What to work on>
Write out exactly the lines below that run from the line containing "Objective — one marker per instance of the green" through the last line of the records.

Dataset records>
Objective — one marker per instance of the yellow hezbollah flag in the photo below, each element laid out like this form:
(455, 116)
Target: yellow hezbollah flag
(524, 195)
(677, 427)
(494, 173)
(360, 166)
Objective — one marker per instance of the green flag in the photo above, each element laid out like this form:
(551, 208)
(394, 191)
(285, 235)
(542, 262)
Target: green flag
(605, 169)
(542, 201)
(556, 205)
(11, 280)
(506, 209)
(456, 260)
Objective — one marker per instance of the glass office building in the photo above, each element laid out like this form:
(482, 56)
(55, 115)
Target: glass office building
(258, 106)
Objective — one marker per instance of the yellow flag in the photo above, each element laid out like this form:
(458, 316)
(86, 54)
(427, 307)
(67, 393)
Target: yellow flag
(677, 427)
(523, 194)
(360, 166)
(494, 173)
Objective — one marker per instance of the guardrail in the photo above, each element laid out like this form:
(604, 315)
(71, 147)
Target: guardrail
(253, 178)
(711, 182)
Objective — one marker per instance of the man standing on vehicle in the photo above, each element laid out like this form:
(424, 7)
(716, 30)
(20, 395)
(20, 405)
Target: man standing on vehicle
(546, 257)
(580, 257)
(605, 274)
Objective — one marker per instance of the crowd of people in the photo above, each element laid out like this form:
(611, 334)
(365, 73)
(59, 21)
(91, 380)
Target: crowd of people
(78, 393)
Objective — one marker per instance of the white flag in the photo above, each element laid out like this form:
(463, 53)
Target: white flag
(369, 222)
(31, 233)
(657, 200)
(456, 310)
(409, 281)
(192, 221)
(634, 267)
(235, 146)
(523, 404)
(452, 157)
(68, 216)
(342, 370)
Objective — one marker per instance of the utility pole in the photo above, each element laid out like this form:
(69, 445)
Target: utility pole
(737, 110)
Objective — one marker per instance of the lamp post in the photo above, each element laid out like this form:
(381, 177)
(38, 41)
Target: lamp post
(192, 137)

Answer for this exercise>
Objective — one marker per instance of the green flag in the photo above, each element laid out like this form:
(551, 208)
(394, 191)
(285, 235)
(542, 262)
Target: green flag
(605, 169)
(542, 201)
(556, 205)
(11, 280)
(506, 209)
(456, 260)
Objective — one marker per instance of the glass office building in the photo above, each element laid out like this form:
(482, 56)
(55, 115)
Target: glass office building
(258, 106)
Objective — one marker per instance of the yellow flag in the photo above, each element laid out like this form:
(458, 316)
(86, 54)
(427, 307)
(67, 393)
Target: yellow flag
(677, 427)
(523, 194)
(360, 166)
(494, 173)
Objective — one marker per instance of the guardrail in the photo above, each element laid out like this form:
(604, 315)
(71, 147)
Target: guardrail
(253, 178)
(711, 182)
Objective — one marker per instance of the man standing on vehicle in the photo above, each element laid out like this form:
(424, 7)
(716, 30)
(20, 395)
(20, 405)
Target: man standing on vehicle
(546, 257)
(580, 257)
(605, 274)
Objective — one marker per instance of the crowd of people in the photo above, each element laid out like this form:
(611, 334)
(365, 73)
(59, 21)
(91, 380)
Target: crowd of people
(78, 393)
Objective — one marker per instance of the white flag in the photo above, each element laid out like this form:
(463, 53)
Target: white flag
(369, 222)
(31, 233)
(657, 200)
(456, 310)
(409, 281)
(192, 221)
(634, 267)
(235, 146)
(523, 404)
(452, 157)
(68, 216)
(342, 370)
Objective — one marker per instance of the utility pole in the photo above, each element laid out like this form:
(69, 445)
Target: utility pole
(737, 110)
Objective — one marker per instance of the lamp post in the photo above, each element laid out like this form:
(381, 177)
(38, 41)
Target: lamp post
(192, 137)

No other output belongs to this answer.